- _WORK ITEM_: Rewrite each line of the material below as a row in a Markdown table with the columns "Row" and "Line", numbering the rows in order. Skip blank lines and leave the pictures out.

- _RECORDS SUPPLIED_:
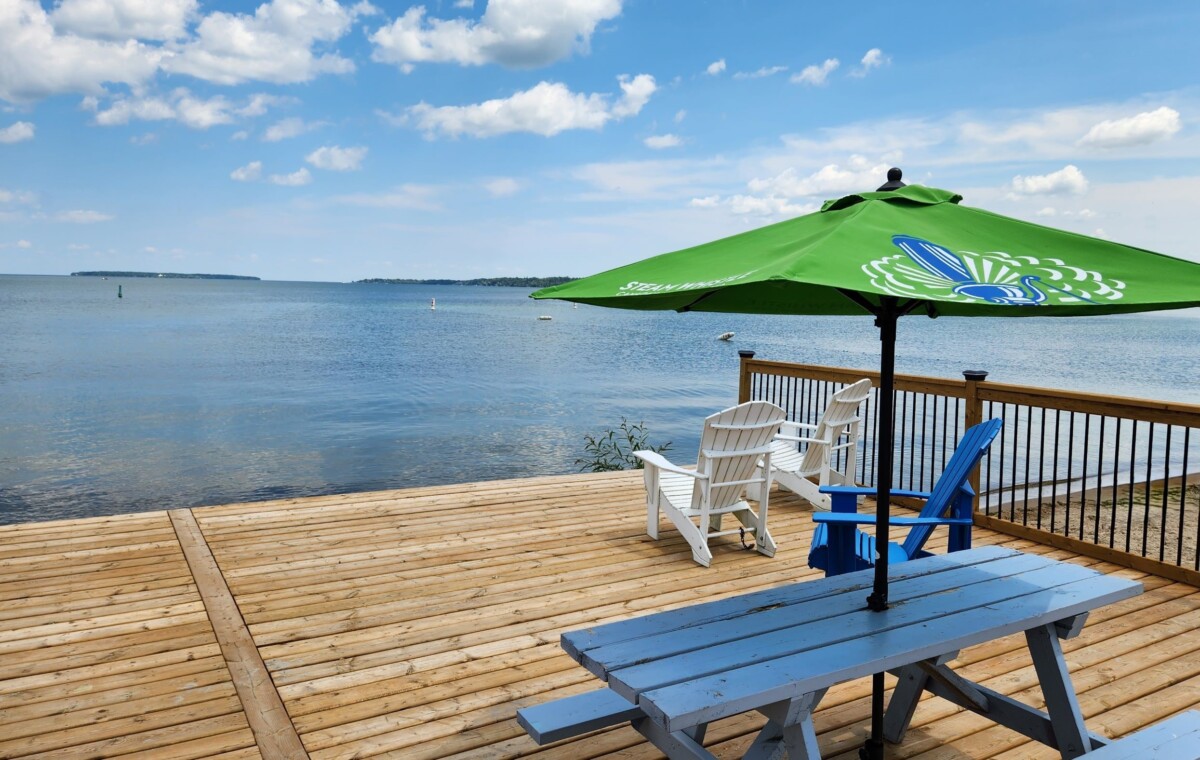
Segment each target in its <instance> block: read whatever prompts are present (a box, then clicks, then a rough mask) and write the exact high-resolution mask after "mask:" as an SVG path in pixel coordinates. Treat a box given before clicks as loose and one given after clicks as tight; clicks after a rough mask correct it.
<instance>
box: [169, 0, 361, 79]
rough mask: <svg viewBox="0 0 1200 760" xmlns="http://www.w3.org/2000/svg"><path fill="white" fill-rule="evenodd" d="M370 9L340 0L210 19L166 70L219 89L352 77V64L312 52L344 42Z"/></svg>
mask: <svg viewBox="0 0 1200 760" xmlns="http://www.w3.org/2000/svg"><path fill="white" fill-rule="evenodd" d="M371 7H372V6H370V5H368V6H366V7H364V6H361V4H360V5H359V6H354V7H350V8H347V7H343V6H341V5H338V2H337V0H271V1H270V2H265V4H263V5H260V6H258V8H257V10H256V11H254V14H253V16H250V14H246V13H223V12H216V13H210V14H209V16H206V17H204V20H202V22H200V24H199V25H198V26H197V29H196V36H194V37H193V38H192V40H190V41H188V42H186V43H184V44H181V46H176V49H175V55H173V56H172V58H169V59H166V60H164V61H163V65H162V67H163V70H164V71H167V72H169V73H182V74H188V76H192V77H197V78H198V79H204V80H206V82H215V83H217V84H240V83H242V82H248V80H258V82H271V83H275V84H293V83H298V82H308V80H311V79H313V78H314V77H317V76H319V74H325V73H349V72H353V71H354V62H353V61H350V60H348V59H344V58H342V56H340V55H337V54H336V53H325V54H316V53H314V52H313V48H314V47H316V46H318V44H319V43H329V42H334V41H336V40H338V38H341V37H342V36H343V35H346V32H347V31H349V29H350V25H352V24H353V22H354V19H355V17H356V16H358V14H359V13H362V11H364V10H370V8H371Z"/></svg>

- _TASK RESPONSE_:
| Row | Line |
|---|---|
| 1 | Segment each target in its <instance> block: read whatever prompts are present (a box, then clicks, then a rough mask) and write the exact high-resolution mask after "mask:" as an SVG path in pixel coordinates. Treat a box given before clicks as loose and one given after clicks as tight; clicks after a rough mask correct it. |
| 2 | <instance> |
| 3 | box: [169, 0, 361, 79] |
| 4 | rough mask: <svg viewBox="0 0 1200 760" xmlns="http://www.w3.org/2000/svg"><path fill="white" fill-rule="evenodd" d="M370 9L340 0L210 19L166 70L219 89L352 77V64L312 52L344 42Z"/></svg> |
| 5 | mask: <svg viewBox="0 0 1200 760" xmlns="http://www.w3.org/2000/svg"><path fill="white" fill-rule="evenodd" d="M371 7H372V6H370V5H368V6H366V7H364V6H361V4H360V5H359V6H354V7H350V8H347V7H343V6H341V5H338V2H337V0H271V1H270V2H265V4H263V5H260V6H258V8H257V10H256V11H254V14H253V16H250V14H246V13H223V12H216V13H210V14H209V16H206V17H204V20H202V22H200V24H199V25H198V26H197V29H196V36H194V37H193V38H192V40H190V41H188V42H186V43H184V44H181V46H176V49H175V55H173V56H172V58H169V59H166V60H164V61H163V65H162V67H163V70H164V71H167V72H169V73H182V74H188V76H192V77H197V78H198V79H204V80H206V82H215V83H217V84H240V83H242V82H248V80H258V82H271V83H275V84H293V83H298V82H308V80H311V79H313V78H314V77H317V76H319V74H325V73H349V72H353V71H354V62H353V61H350V60H348V59H344V58H342V56H340V55H337V54H336V53H325V54H316V53H314V52H313V48H314V47H316V46H318V44H319V43H329V42H334V41H336V40H338V38H341V37H342V36H343V35H346V32H347V31H349V29H350V25H352V24H353V22H354V19H355V17H356V16H358V14H359V13H362V11H364V10H370V8H371Z"/></svg> |